*SUPPLIED MATERIAL*
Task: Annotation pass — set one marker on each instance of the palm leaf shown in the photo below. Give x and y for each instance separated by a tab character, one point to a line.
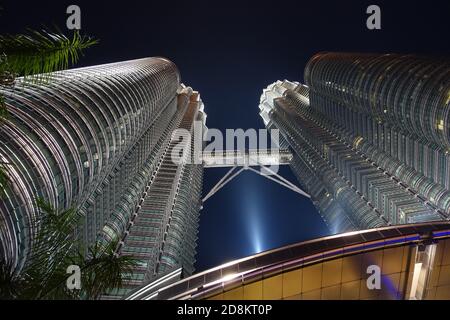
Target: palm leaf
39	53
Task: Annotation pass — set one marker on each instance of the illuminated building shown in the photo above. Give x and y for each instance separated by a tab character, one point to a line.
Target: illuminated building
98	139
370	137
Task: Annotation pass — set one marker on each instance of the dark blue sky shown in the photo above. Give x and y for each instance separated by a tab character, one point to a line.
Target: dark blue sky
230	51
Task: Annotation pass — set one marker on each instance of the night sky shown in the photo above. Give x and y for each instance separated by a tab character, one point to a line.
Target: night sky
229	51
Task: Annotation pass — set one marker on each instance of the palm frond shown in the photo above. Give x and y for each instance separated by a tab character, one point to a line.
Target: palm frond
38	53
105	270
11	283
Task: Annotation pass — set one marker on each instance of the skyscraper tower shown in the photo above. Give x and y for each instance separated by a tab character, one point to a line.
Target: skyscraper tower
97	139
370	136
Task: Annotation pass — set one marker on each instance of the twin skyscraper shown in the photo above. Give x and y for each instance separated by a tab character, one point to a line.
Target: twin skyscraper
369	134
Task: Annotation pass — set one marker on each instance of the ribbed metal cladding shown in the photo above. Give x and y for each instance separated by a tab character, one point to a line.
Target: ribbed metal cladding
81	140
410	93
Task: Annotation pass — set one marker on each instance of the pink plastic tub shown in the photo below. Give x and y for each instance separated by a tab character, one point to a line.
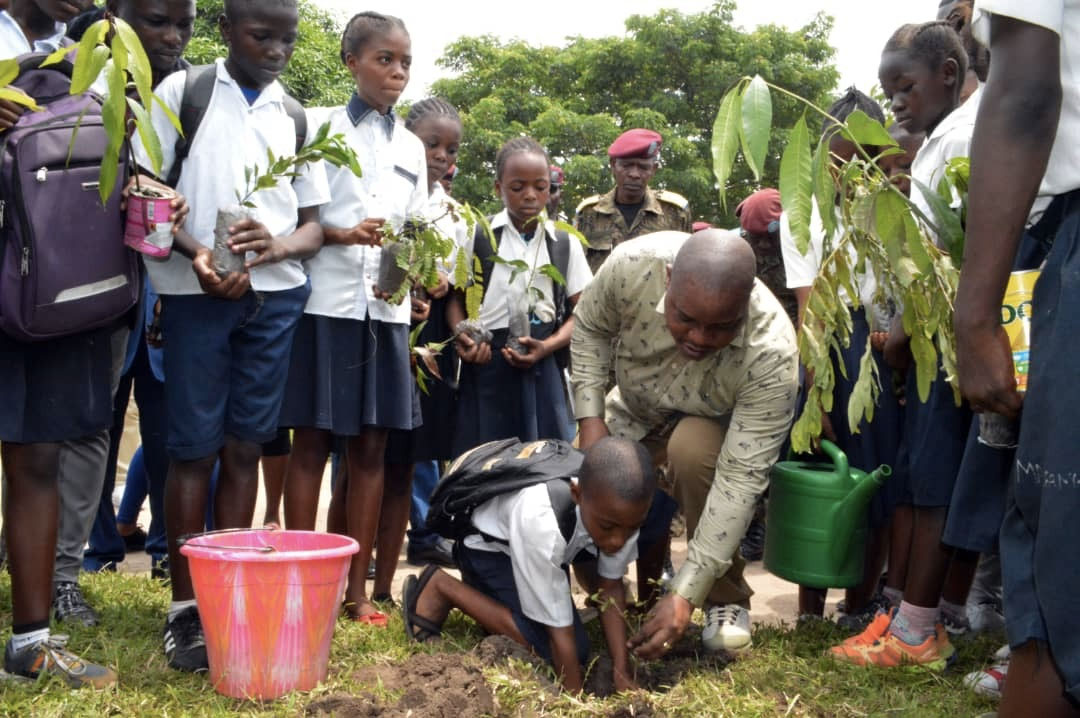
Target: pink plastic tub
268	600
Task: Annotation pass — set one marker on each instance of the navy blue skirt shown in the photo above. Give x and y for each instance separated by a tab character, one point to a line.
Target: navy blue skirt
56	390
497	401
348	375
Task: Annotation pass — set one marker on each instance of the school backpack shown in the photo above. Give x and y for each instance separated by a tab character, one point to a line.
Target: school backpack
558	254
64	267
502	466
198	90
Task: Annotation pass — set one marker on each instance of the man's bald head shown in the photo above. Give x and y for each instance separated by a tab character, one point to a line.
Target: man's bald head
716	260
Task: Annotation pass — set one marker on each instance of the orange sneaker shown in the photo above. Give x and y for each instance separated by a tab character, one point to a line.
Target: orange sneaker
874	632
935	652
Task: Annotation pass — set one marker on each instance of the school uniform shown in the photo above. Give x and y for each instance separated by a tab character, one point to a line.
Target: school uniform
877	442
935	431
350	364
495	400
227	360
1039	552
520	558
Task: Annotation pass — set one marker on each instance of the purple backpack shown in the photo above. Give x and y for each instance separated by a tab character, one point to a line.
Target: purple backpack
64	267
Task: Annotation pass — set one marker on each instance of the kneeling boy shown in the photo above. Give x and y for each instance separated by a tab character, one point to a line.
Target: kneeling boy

*REQUEST*
Give an exact reproduction of every line, leaving out any picture.

*ANSWER TO THIS PROBLEM*
Task: Annotation pass — set one marker on each instance of the palm leaf shown in the photo below. Give x and y for each instance separated by a tab character, one point to a line.
Target: palm leaf
39	53
Task: Annotation pass — set one marker on each instance of the illuminated building shown in the photo above. Give x and y for each instance separated by a tab character, one point to a line.
Target: illuminated building
98	139
370	137
Task: Annotation pass — set one marker on each instance of the dark blue sky shown in the photo above. Give x and y for each instance separated by a tab character, one point to a line.
Target: dark blue sky
230	51
Task: Annotation pass — set one marker on each instance of the night sky shown in the photo above. Give x and y for each instance separated by a tab character, one point to a line.
Target: night sky
229	51
Task: Annotation pass — set one marker on each instance of the palm frond shown in the photo above. Give x and y for each instance separated by a tab character, one point to a line.
Target: palm frond
38	53
105	270
11	283
Task: Annotation pass — set one marker on each instance of the skyscraper tower shown in the photo above. Give x and y for each instance separated by a tab character, one point to a line.
Target: skyscraper tower
97	139
370	136
Task: Annotation pass — set one marker on each instance of the twin skyscraper shown in the photo above. Give x and y for each instance separated by a tab character, one point to a line.
Target: twin skyscraper
369	134
Task: Annotation pass — set one marker on each instance of the ribbed metal cladding shown in the photo above. Give x and y for each instance separated by a tab character, one point to a line.
Target: ribbed metal cladding
81	140
410	93
Task: Annotation pass — set one marker on each instance of the pink plastic tub shown in the photo below. Give x and y for each instance separated by a tab character, one point to a line.
Target: pink plastic tub
268	600
Task: Annotation pass — set one marker on each instance of the navy blue skirt shown in the photo above. Give x and y for each instance separated by a tab character, one point to a line.
Target: navy blue skirt
56	390
497	401
348	375
Task: Annotation pass — set one marker on each instance of the school backpack shown in the photo above. Give x and y for each instance separated by a tab character, one point to a line.
Target: school backpack
558	254
64	267
502	466
198	90
Task: Annotation pass — set one marker on each instance of the man's bald head shown in the photo above. Give x and y for each instance separated by a tab character, one point to a line.
Target: man's bald head
716	260
Task: Annotation pass — set one marker on each instance of the orange sneaker shown in the photo above. Give x and y for each instance separated by a tab character, one point to a line.
Target: orange sneaker
874	632
935	652
Task: Annotation pass — set one marker on each instance of the school uniform shown in the photo above. Give x and y for each instance separated by a tab character, one point to a line.
Target: school uniform
877	442
935	431
350	364
495	400
227	360
1039	552
520	558
Task: Annotation pass — set one marker on each instance of the purple backpack shown in the photo above. Give x and y for each instance separated by a tab character, one point to a line.
Target: purple backpack
64	267
Task: Annotation pass — set one marker on each instance of the kneeling boy shown in the photo above. Give x and y for each instance separated by a tab character, one point to a line.
Target: kneeling boy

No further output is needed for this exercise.